- **TASKS AND EXERCISES**:
#1 From the text on healthy eating rules, reproduce the passage from "Food is the" to "the human body.".
#2 In the text on healthy eating rules, which oils are recommended in place of highly refined oils such as corn or soy oils?

- **TEXT SHOWN**:
• • •
Learn to eat your medicine.
Food is the best medicine, I don’t just preach it, I live it.
In addition, Dr. Hyman's "Blood Sugar Solution" serves up some absolute starters one needs in order to kick-start a healthy diet (and potential heath care savings).
Dr. Hyman's 10 rules for eating healthy for life.
1. Don’t eat foods with a label. Avoid foods in a box, package, or can.
2. If a food has a label, it should have fewer than 5 ingredients. Beware of food with health claims on the label. They are usually bad for you (usually, not always. Use clear judgment on this one; the label of ingredients should be the deciding factor).
3. Stay away from those deadly white powers (sugar, flour, etc. As any good nutritionist worth their title will tell you, bleached foods are not overly healthy for you). They function like sugar in the human body.
4. Throw out any food with “high fructose corn syrup” on the label. This is the main ingredient in what Dr. Hyman calls, “liquid calories” (the calories we ingest should not have their source in liquids because they are usually sugar-based. This is the number one cause of obesity in America). Don’t drink your calories. They will pour on the pounds.
5. Throw out any food with the word hydrogenated on the label (an indicator of trans-fats).
6. Throw out or do not use any highly-refined oils such as corn or soy oils. And avoid any fried foods. Instead, use olive oil (my personal favorite) and/or coconut oil.
• • •
- **EXTRACTED ENTRIES**:

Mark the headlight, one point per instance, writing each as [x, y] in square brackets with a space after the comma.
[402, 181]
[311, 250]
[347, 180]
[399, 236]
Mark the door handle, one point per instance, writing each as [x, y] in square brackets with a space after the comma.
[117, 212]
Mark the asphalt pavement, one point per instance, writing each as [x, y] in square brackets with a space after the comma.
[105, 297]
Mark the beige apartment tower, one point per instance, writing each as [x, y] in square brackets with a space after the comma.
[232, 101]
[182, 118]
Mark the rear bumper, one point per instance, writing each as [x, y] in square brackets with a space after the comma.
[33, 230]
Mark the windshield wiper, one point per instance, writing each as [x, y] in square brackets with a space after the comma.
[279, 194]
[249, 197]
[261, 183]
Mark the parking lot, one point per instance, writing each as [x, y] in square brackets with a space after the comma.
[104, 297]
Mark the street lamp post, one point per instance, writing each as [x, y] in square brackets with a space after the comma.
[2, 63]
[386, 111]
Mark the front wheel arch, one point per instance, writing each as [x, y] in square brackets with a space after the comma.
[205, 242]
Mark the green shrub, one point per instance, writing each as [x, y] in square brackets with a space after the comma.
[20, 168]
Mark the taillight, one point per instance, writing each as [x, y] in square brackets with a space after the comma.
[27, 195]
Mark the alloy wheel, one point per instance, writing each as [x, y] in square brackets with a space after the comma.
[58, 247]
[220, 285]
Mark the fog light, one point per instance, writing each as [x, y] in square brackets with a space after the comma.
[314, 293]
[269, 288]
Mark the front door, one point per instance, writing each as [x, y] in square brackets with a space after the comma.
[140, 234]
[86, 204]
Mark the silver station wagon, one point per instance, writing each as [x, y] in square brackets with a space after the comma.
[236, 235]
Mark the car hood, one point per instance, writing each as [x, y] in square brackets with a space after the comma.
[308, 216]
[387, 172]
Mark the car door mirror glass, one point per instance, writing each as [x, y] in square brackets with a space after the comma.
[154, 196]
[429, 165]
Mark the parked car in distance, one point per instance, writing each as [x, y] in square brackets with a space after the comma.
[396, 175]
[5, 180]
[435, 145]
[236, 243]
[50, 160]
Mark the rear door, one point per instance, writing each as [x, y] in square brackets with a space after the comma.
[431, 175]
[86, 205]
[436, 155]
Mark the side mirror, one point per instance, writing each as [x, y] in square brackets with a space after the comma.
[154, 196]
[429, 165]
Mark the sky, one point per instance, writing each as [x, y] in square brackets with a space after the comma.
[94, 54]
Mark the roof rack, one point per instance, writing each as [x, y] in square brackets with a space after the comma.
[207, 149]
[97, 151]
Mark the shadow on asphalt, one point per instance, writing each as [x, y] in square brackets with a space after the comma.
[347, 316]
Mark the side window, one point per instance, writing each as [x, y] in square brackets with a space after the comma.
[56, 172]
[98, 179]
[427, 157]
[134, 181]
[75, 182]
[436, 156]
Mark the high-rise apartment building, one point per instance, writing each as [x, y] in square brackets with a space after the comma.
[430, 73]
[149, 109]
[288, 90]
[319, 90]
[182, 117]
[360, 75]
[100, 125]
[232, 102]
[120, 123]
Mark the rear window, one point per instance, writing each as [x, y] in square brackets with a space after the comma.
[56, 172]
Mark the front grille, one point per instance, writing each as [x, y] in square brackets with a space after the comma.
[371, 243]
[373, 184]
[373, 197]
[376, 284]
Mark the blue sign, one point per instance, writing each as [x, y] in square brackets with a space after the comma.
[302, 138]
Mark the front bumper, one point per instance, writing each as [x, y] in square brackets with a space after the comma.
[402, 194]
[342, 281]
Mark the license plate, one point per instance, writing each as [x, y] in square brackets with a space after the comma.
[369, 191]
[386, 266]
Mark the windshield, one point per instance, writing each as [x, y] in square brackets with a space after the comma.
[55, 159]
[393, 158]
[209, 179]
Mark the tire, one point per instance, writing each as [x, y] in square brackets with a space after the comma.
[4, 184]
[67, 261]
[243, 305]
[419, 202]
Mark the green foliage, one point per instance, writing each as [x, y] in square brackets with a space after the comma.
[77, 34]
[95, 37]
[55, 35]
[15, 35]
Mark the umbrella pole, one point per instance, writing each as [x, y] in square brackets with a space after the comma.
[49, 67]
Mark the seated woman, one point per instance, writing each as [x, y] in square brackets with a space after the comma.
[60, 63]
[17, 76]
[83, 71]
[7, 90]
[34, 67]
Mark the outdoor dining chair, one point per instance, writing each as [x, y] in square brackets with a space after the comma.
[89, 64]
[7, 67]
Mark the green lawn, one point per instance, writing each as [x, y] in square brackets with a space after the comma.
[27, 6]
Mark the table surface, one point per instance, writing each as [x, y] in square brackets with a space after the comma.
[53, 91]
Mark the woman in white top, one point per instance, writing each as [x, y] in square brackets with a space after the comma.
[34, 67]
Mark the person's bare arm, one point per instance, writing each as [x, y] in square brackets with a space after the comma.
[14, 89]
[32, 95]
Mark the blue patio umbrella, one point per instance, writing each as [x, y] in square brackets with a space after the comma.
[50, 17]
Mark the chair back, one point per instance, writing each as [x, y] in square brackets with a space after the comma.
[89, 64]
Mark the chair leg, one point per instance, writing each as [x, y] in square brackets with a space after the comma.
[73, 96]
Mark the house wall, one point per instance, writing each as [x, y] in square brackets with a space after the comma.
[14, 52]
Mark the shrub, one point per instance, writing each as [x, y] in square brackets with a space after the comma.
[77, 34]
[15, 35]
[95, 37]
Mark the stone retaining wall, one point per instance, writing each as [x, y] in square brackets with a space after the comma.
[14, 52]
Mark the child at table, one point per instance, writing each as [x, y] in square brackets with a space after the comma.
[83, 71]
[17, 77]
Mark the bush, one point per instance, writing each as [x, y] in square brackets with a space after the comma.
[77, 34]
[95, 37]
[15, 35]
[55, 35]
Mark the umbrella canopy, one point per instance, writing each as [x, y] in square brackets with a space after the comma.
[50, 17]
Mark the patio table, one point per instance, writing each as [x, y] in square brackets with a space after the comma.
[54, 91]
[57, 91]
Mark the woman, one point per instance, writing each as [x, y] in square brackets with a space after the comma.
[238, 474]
• • •
- **TASK RESULTS**:
#1
Food is the best medicine, I don’t just preach it, I live it.
In addition, Dr. Hyman's "Blood Sugar Solution" serves up some absolute starters one needs in order to kick-start a healthy diet (and potential heath care savings).
Dr. Hyman's 10 rules for eating healthy for life.
1. Don’t eat foods with a label. Avoid foods in a box, package, or can.
2. If a food has a label, it should have fewer than 5 ingredients. Beware of food with health claims on the label. They are usually bad for you (usually, not always. Use clear judgment on this one; the label of ingredients should be the deciding factor).
3. Stay away from those deadly white powers (sugar, flour, etc. As any good nutritionist worth their title will tell you, bleached foods are not overly healthy for you). They function like sugar in the human body.

#2 Olive oil and/or coconut oil.